■ What this exercise asks
[A] In the methods extract below, rewrite the paragraph that begins "To assess linkage disequilibrium (LD) decay" as a brief bulleted list that keeps its main facts.
[B] Answer these questions from the methods extract below.
(i) Which tool and option were used for pairwise sequence alignments?
(ii) Which program calculated synonymous divergence (dS)?
(iii) What bin size were the r2 values aggregated into?
[C] Translate this sentence from the methods extract below into Spanish: "SNPs from the muscadines were randomly subsampled using the parameter “-thin-count 800000”."

Linkage disequilibrium analysis

To assess linkage disequilibrium (LD) decay, LD was estimated using Plink v.1.90b5.288 and the following command: “plink -vcf name.vcf -double-id -allow-extra-chr -r2 gz -maf 0.05 -ld-window 10 -ld-window-kb 300 -ld-window-r2 0 -out name”. SNPs from the muscadines were randomly subsampled using the parameter “-thin-count 800000”. LD decay was evaluated using the model from Hill and Weir89. To explore the LD landscape of the SDR, we used Tomahawk v.beta-0.7.1 (https://github.com/mklarqvist/tomahawk). SNPs comprised in the 2-Mbp region around the SDR in muscadines and Tetrastigma spp. were used as input to calculate the LD with the “calc” function. The r2 values were aggregated into bins of 1 kbp using the “aggregate” function, the parameters “-f r2 -r mean -c 5 -x 2000 -y 2000”.

Whole-sequence alignments and structural variation analysis

Pairwise sequence alignments were performed using NUCmer from MUMmer v.4.0.080 and the “-mum” option.

Divergence time estimation

For each male Vitis and M. rotundifolia individual, the coding sequences of the M and F alleles of each SDR gene were aligned using MUSCLE v.3.8.3167. Synonymous divergence (dS) was calculated using the yn00 program in the PAML package v.4.990. The heatmap of the dS values was generated using geom_tile from the R package Tidyverse 2.0.091. To estimate the insertion time of LTR retrotransposons located between VviPLATZ1 and KASIII in the M haplotypes of M. rotundifolia, we first identified LTR elements using LTRharvest from the GenomeTools package v1.6.592. The paired LTR sequences for each retrotransposon (Supplementary Data 9) were aligned with MEGA X69 and genetic distances were calculated using Kimura’s two-parameter model75. To estimate the timing of the inversion in the M haplotype relative to the F haplotype in M. rotundifolia, we identified the boundaries of the inversion by aligning the M haplotype of Trayshed and DVIT1750 to their corresponding F haplotypes using NUCmer from MUMmer v4.0.0 with the “-mum” option80. Coordinates of the inversion ends are reported in Supplementary Table 2, and the associated sequences are provided in Supplementary Data 10. Genetic distances were assessed using Kimura’s two-parameter model75 in MEGAX69. Divergence times were calculated as below:

$$T=K/2\mu \times {{{\rm{generation\; time}}}}$$
(1)

■ Material supplied
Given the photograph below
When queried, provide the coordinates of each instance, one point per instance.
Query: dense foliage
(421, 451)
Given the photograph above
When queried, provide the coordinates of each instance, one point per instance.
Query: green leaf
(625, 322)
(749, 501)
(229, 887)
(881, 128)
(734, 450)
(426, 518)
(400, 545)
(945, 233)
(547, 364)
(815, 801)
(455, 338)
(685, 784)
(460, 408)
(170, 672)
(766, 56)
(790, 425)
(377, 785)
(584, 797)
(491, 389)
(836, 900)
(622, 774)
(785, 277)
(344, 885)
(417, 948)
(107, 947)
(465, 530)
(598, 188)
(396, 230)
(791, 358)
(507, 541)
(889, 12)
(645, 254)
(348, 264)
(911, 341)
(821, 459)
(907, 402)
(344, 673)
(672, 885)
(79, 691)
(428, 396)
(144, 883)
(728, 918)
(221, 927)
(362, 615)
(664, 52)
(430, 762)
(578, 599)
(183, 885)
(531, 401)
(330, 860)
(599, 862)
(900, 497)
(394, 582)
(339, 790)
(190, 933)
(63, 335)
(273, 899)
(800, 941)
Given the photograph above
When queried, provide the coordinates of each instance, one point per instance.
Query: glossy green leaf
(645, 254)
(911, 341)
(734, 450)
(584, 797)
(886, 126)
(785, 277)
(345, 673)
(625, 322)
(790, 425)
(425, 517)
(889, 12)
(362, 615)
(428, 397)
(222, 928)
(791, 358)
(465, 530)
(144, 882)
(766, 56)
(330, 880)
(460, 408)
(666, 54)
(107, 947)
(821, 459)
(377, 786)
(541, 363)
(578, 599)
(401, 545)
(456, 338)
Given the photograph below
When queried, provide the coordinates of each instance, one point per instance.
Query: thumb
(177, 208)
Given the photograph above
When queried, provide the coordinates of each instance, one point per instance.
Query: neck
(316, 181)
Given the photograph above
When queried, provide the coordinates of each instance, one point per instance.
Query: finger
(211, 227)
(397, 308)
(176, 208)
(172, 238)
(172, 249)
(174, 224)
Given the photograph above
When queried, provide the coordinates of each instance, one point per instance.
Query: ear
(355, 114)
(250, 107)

■ Numbered responses
[A]
- LD decay was assessed by estimating LD with Plink, with a minor allele frequency cutoff of 0.05 and an LD window of 300 kb.
- Muscadine SNPs were randomly subsampled with "-thin-count 800000".
- LD decay was evaluated with the Hill and Weir model.
- The LD landscape of the SDR was explored with Tomahawk, using SNPs in the 2-Mbp region around the SDR in muscadines and Tetrastigma spp. as input to the "calc" function.
- The r2 values were aggregated into 1-kbp bins with the "aggregate" function.

[B]
(i) NUCmer from MUMmer, with the "-mum" option.
(ii) The yn00 program in the PAML package.
(iii) 1 kbp.

[C] Los SNP de las muscadinas se submuestrearon aleatoriamente usando el parámetro “-thin-count 800000”.